• _Entries shown_
▬▬▬▬▬▬

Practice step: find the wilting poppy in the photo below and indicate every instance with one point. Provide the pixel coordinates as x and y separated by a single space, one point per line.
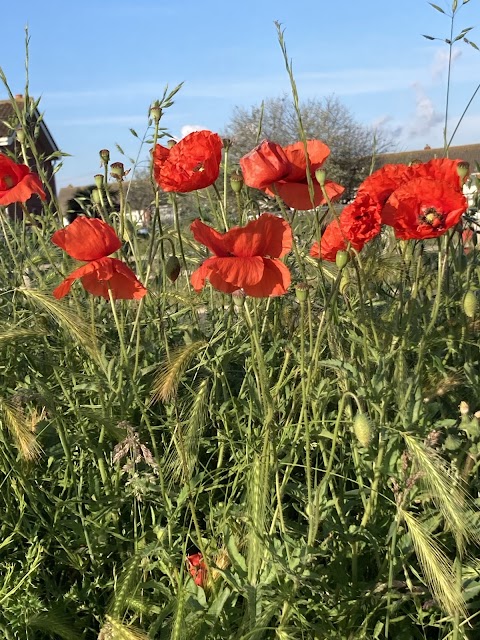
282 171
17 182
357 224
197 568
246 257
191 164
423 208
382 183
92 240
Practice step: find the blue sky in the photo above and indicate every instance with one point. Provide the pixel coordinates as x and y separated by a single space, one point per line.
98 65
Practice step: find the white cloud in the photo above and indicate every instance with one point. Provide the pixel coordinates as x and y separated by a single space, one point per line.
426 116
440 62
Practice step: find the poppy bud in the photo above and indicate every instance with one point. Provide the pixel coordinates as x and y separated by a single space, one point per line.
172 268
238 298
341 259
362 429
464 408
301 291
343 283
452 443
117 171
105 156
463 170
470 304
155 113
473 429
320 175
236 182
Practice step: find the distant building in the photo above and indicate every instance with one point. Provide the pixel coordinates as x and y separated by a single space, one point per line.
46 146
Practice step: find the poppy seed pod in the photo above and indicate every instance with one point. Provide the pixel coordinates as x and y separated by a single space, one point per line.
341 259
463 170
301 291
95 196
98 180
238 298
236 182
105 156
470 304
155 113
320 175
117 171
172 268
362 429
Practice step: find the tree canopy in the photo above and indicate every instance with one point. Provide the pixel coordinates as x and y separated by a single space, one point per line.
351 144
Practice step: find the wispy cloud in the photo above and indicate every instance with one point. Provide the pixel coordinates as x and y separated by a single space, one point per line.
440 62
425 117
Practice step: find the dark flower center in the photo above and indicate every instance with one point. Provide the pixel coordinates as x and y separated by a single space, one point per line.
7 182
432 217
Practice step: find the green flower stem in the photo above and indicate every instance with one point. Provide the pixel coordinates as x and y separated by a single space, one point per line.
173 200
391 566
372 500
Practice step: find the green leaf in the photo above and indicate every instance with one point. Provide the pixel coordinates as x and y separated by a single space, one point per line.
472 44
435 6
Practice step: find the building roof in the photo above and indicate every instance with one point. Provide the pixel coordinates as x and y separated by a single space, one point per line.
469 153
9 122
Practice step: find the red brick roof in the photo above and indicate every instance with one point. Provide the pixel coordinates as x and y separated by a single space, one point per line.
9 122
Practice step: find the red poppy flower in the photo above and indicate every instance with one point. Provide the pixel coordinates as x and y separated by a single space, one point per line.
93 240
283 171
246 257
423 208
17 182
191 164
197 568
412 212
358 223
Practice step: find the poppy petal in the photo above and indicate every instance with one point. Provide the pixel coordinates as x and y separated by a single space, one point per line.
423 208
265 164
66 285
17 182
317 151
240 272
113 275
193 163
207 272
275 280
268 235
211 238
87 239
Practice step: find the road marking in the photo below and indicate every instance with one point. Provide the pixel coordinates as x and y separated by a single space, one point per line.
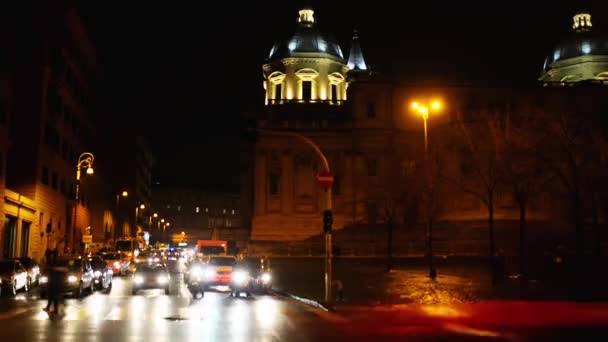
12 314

▬▬▬▬▬▬

• _What needs to be done_
Extract only the lines from the line containing "Practice step: find the red poppy" through the final line of the listing above, unchanged; pictures stay out of the copy.

• _Correct output_
Practice step: find the red poppy flower in the photo above and indicate every instance with one point. Provide the pixel coordinates as x and y separated by a single space, one point per line.
93 240
283 171
246 257
423 208
17 182
191 164
197 568
412 212
358 223
Practice step: find the poppy petal in the photo above and indicate every instance with one point. Provide the pixel coordinates as x and y separated by a single space, one point per line.
423 208
265 164
66 285
17 182
317 151
240 272
113 275
193 163
207 272
275 280
268 235
211 238
87 239
Practice step: find the road marking in the photo below and indicate every instance with one point. Provide the pixel coordinates as x and y separated by a single space, one point per line.
12 314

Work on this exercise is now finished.